### [Task goal]
Every record must be restated exactly as written.

### [Excerpted data]
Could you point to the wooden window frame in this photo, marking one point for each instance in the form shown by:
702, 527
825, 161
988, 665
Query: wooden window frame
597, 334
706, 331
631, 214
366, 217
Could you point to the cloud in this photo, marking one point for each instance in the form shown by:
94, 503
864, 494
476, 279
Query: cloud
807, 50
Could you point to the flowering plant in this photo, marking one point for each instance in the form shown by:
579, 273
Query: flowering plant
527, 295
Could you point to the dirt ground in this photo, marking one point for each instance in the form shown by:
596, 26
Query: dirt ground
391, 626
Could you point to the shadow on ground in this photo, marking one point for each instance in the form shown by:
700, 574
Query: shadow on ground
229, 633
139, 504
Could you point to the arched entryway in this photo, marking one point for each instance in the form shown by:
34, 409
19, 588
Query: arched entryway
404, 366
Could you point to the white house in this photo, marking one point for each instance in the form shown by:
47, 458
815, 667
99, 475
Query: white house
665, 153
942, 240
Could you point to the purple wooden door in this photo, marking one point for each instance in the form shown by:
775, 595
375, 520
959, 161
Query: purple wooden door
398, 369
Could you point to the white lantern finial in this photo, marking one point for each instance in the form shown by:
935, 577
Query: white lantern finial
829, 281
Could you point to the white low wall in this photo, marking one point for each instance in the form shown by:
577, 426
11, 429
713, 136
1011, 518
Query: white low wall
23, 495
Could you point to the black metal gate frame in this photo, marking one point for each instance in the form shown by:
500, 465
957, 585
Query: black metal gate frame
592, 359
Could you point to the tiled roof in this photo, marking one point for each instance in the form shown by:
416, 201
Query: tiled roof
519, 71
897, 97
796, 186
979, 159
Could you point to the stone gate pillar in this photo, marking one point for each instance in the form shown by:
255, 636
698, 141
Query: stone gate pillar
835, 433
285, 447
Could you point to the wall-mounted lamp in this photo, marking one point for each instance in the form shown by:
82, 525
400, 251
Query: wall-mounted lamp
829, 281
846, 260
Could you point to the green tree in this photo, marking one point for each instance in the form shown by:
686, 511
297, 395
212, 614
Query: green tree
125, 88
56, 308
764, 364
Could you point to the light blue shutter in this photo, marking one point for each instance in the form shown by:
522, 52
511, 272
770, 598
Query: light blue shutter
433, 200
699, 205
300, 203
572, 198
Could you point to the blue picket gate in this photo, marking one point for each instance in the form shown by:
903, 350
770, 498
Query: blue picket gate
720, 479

### [Finished exercise]
Could you point to the wooden window frame in this photo, marking one point for each instance in the form shown by:
702, 527
825, 161
988, 665
Query: wooden window frame
597, 334
706, 331
631, 214
366, 217
Could you point to the cloud in this photo, marking one point for each instance in the form shown by:
94, 503
864, 494
476, 279
Query: cloud
807, 50
Could you point to the flowering plant in this photo, marking one point for each instance in the form shown by:
579, 273
Query: flowering plant
527, 295
Could you point to the dirt ground in this photo, marking one point for each instance in the form shown by:
596, 26
Query: dirt ground
391, 626
Could you point to the shadow on ground in this photo, marking one point for each instance in the form shown by:
700, 574
Query: shadow on ground
229, 633
139, 504
Could you point to the arched entryway in this photo, marking one point for each instance in the form shown by:
34, 409
19, 588
Query: arched entryway
404, 366
Could you point to the white house in this photo, marking one point for each instance in the form shown by:
47, 458
815, 667
99, 475
Query: white house
665, 153
942, 240
Could you point to the purple wooden door in this photo, marking one point for each instance in the form shown by:
775, 595
375, 520
959, 161
Query: purple wooden door
398, 369
Could you point to the white lantern finial in this photo, marking one point for each instance in the form shown by:
935, 577
Query: white lantern finial
829, 281
Could you point to the white low wall in this photo, marking one point for each instance in the form shown by:
577, 426
11, 429
713, 136
1011, 518
Query: white low wall
23, 495
Could you point to the black metal gate frame in this photo, marking one point for each instance in the form shown by:
500, 465
957, 585
Query: black metal gate frame
592, 359
Could you point to the tiled roof in this photo, marking one point for each instance in the form shown by:
416, 201
Query: tiled roof
519, 71
897, 97
796, 186
979, 159
Could you point to the stone gate pillar in this photo, marking one point for each instance in the form shown by:
255, 636
698, 141
Query: stone gate pillar
835, 433
285, 447
Could you point to the wall-mounted lamp in this photo, marking one point for each instance in the form shown by:
82, 525
400, 251
Query: wall-mounted lamp
829, 281
846, 260
Could you point to the green tree in this photo, marking one point for each instance in the form shown by:
686, 511
297, 395
212, 614
Query: green tree
125, 88
56, 308
764, 364
Could you point to the light blue shutter in this photo, marking one point for each instance in the form shown by:
522, 52
511, 272
770, 598
Query: light blue shutter
433, 200
699, 205
300, 203
572, 198
Could you point to the blue picket gate in this photo, marking one point for each instance in the form shown by:
903, 350
770, 498
Query: blue picket gate
720, 479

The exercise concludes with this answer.